Stated problem: Each line below should be quoted exactly, please.

Listed entries:
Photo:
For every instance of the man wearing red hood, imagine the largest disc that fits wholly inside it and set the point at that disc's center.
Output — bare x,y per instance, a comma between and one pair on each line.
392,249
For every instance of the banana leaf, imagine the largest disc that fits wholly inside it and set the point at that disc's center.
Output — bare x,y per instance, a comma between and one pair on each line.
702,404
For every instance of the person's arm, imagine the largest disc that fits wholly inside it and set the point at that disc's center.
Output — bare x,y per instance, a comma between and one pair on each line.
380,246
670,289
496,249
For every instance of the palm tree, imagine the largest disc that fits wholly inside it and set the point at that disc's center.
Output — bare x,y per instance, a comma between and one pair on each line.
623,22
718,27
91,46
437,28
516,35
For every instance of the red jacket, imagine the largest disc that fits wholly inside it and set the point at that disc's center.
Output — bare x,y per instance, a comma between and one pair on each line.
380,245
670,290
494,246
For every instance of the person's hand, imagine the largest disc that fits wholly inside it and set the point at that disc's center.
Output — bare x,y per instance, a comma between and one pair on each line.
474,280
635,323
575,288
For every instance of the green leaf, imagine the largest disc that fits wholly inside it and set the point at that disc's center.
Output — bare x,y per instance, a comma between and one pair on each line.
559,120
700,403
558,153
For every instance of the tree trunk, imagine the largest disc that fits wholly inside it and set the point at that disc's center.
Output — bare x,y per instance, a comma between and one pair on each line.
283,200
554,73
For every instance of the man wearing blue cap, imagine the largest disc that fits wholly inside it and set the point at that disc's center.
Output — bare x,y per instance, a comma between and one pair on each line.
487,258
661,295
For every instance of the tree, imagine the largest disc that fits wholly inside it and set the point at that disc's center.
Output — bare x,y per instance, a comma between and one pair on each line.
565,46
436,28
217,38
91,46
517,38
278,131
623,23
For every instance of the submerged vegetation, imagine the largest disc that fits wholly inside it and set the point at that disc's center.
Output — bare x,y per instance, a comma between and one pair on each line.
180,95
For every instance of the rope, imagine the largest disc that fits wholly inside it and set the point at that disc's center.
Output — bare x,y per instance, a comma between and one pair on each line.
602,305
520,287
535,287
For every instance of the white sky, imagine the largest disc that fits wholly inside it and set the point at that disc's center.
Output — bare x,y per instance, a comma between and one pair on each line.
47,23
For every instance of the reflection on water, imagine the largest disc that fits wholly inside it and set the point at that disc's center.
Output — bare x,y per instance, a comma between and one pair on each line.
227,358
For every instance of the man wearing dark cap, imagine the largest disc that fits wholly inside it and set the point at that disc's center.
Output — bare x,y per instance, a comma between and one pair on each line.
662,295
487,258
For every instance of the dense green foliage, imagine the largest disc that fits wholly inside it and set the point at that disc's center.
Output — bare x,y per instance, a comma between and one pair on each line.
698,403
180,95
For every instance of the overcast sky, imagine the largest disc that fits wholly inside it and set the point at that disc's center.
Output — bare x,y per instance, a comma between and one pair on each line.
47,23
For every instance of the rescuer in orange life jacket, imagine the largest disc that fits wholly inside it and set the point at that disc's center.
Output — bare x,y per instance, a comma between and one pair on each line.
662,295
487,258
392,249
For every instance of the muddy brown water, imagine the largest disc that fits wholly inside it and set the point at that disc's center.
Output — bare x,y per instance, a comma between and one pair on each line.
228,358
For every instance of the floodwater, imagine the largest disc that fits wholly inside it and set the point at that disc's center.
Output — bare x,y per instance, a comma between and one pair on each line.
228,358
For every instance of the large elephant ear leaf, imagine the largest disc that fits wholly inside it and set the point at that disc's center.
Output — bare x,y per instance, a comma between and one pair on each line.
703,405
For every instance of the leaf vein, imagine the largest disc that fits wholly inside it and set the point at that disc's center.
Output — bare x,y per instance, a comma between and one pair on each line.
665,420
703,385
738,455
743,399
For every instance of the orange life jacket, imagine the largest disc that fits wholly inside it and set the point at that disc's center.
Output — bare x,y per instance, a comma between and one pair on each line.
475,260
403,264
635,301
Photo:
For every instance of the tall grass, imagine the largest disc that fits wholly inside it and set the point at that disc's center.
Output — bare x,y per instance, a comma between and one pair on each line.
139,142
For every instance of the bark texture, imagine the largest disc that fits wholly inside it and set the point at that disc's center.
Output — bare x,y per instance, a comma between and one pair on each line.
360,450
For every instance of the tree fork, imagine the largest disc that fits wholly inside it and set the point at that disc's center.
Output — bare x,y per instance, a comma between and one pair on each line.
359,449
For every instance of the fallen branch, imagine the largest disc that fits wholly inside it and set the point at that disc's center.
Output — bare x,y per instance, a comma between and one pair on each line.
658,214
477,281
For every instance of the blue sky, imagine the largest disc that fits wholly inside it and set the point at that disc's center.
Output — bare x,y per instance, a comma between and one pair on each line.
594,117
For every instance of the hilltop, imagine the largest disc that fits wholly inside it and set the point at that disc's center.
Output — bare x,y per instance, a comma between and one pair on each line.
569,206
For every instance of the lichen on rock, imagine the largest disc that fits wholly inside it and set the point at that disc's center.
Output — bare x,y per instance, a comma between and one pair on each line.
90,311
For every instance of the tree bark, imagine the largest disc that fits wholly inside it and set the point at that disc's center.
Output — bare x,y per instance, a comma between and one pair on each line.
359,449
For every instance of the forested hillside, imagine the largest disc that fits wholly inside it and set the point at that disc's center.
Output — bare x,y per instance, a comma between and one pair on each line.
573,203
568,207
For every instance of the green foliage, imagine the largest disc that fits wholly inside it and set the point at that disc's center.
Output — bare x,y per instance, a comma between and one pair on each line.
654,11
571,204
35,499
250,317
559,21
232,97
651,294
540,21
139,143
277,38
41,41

Solution to this task:
Photo:
For every instance of the man wearing red hood, imagine the largest disc that fits wholly inside it and set the point at that disc's center.
Output — bare x,y per instance, a comma between and one pair on each line.
392,249
For every instance of the banana leaf, imagine the largest disc that fits wholly inside it and set the point at that disc's center.
Output — bare x,y per instance, a comma between and one pair on each line.
702,404
For every instance of the person's arm, imagine the largest disc that fits wholly inside it and set the point at that disc's center.
Output — bare x,y per instance, a comma between and one pair on each line.
380,246
670,289
496,249
For every instance of the palm tree, imagine the largest disc that fits wholly inside it and set the point at that disc's center.
Output — bare x,y per instance, a comma between and one pair on each line.
623,22
718,27
91,46
437,28
516,35
For every instance of the red jacket, imagine the largest disc that fits wholly inside it and set the point at that disc's center.
Output — bare x,y per instance, a comma between and one pair on each line.
380,245
670,290
494,246
For every instance of the person's hand, imagine the largest disc that fits wholly inside it and set the point at that disc's center.
Output — bare x,y per instance, a comma between and one pair on each line.
474,280
635,323
575,288
For every instance of the green leaf, imagine the largest disc that fits wholly inside it and set the point at that disc's center.
Output — bare x,y per instance, a comma between and one pair on each line.
559,120
700,403
558,153
For every instance of the tree trunk, imagine the largest disc that fits wholly inside it and set the point at that disc's center.
Output — bare x,y per instance, a comma between and one pair on each line.
283,200
554,73
For every instance of the man wearing blue cap, imagine the largest disc that fits wholly inside it and set the point at that disc's center.
Output — bare x,y per instance, a comma between and one pair on each line.
487,258
661,295
For every instance of the tree, imagine the largest disc that fits wholly inside it and set the point at that disc's center.
Output — bare x,y per instance, a comma between and one pair on each line.
565,46
436,28
217,38
91,46
517,38
278,131
623,23
For every instance of the submerged vegetation, imagine the largest disc that fits wholly inside it and set the point at that disc's center.
Output — bare x,y per instance, a comma between and one pair on each line.
180,95
For every instance of the rope, imagine the largest disc that fits wholly inside it and set the point at that disc's center.
Output — bare x,y per instance, a comma between and one pair on each line.
602,305
520,287
535,287
For every instance of the white sky, imagine the largest disc that fits wholly inside it and set the point at that disc's center.
Output — bare x,y per instance, a comma between and one pair on each line.
47,23
For every instance of the reflection on water, imagine the largest disc that fits wholly inside it and set the point at that disc's center.
Output — bare x,y per instance, a comma between and one pair on each line.
227,358
For every instance of the man wearing dark cap, imagine the largest disc that fits wholly inside it and set the point at that disc's center.
Output — bare x,y per instance, a comma between and one pair on each line.
662,295
487,258
For every instance of the dense green foliage, imagine the largest disc that fits wholly inside it and set the point at that disc's center.
Output — bare x,y per instance, a comma between and one pair on each line.
698,403
180,95
For every instance of the overcast sky, imagine the largest disc that fits wholly inside it and set the point at that disc's center.
Output — bare x,y per instance, a comma between and one pair on each line.
47,23
For every instance of the rescuer in orange life jacket, imagine the largest disc that fits wholly inside it and set the point at that disc's center.
Output — bare x,y per instance, a comma between and one pair on each line.
662,295
487,258
392,249
For every instance of the muddy brown water, imagine the largest disc that fits wholly inside it and set the point at that disc's center.
Output — bare x,y per instance, a comma between and one pair on each line.
228,358
For every instance of the floodwater, imagine the largest disc that fits wholly inside it and set the point at that disc's center.
Output — bare x,y per instance, a comma between and one pair on each line.
228,358
For every instance of the large elephant ear leaf, imagine the largest disc that fits wholly inside it and set the point at that disc's center.
Output — bare x,y per instance, a comma between and one pair on each line.
703,405
For every instance of the leaf vein, imagine the largest disc that fits wholly inside it and set the point at that disc's center.
Output — bare x,y per instance, a comma between and one pair on each line.
665,420
703,385
738,455
743,399
For every instance of the orange life jacket, imagine the largest disc that fits wholly inside it and set the point at that disc's center.
Output — bare x,y per instance, a comma between and one pair on each line.
475,260
403,264
635,301
Photo:
For every instance of the tall grass, imagine the largest disc that fits wholly inside it and set the point at that disc's center.
Output — bare x,y per instance, a comma between and one pair on each line.
139,142
For every instance of the bark texture, imagine the largest disc that fits wholly inside it and set the point at that disc's center.
Output — bare x,y per instance, a comma between and one pair on each line.
360,450
For every instance of the tree fork, imagine the largest disc that fits wholly inside it and set the point at that disc's center.
Output — bare x,y per instance, a comma between and one pair on each line.
359,449
For every instance of the fallen branch, imagine the largest disc that fits wholly inside it and set the point at that disc's center.
Output — bare x,y per instance, a comma between and one pair on each line.
658,214
477,281
For every instance of the blue sky, imagine the largest disc that fits wholly inside it and set the point at that disc's center.
Output — bare x,y per instance, a comma between and one pair on each line.
594,117
For every instance of the hilltop, imagine the largest disc that fits wholly inside it and set the point at that disc's center.
Output — bare x,y per instance, a comma between and one pair on each line.
569,206
For every instance of the lichen on rock, imagine the largest disc that fits wholly inside it and set the point at that disc's center.
Output — bare x,y per instance, a comma between and one pair on each line.
90,311
For every instance of the tree bark, imagine the largest disc that fits wholly inside it and set the point at that disc's center.
Output — bare x,y per instance, a comma between and one pair on each line.
359,449
For every instance of the forested hillside, imagine the largest disc that fits wholly inside it and set the point at that disc's center.
Output — bare x,y per instance, a comma between and one pair on each line.
573,203
568,207
For every instance of the green foliage, imagine the largest disc that fits wholly inside it and set the point at that disc's center.
Output — bare x,y per instance, a comma between and one pair on each line.
654,11
571,204
35,499
250,317
559,21
232,97
651,294
540,21
139,143
277,38
41,41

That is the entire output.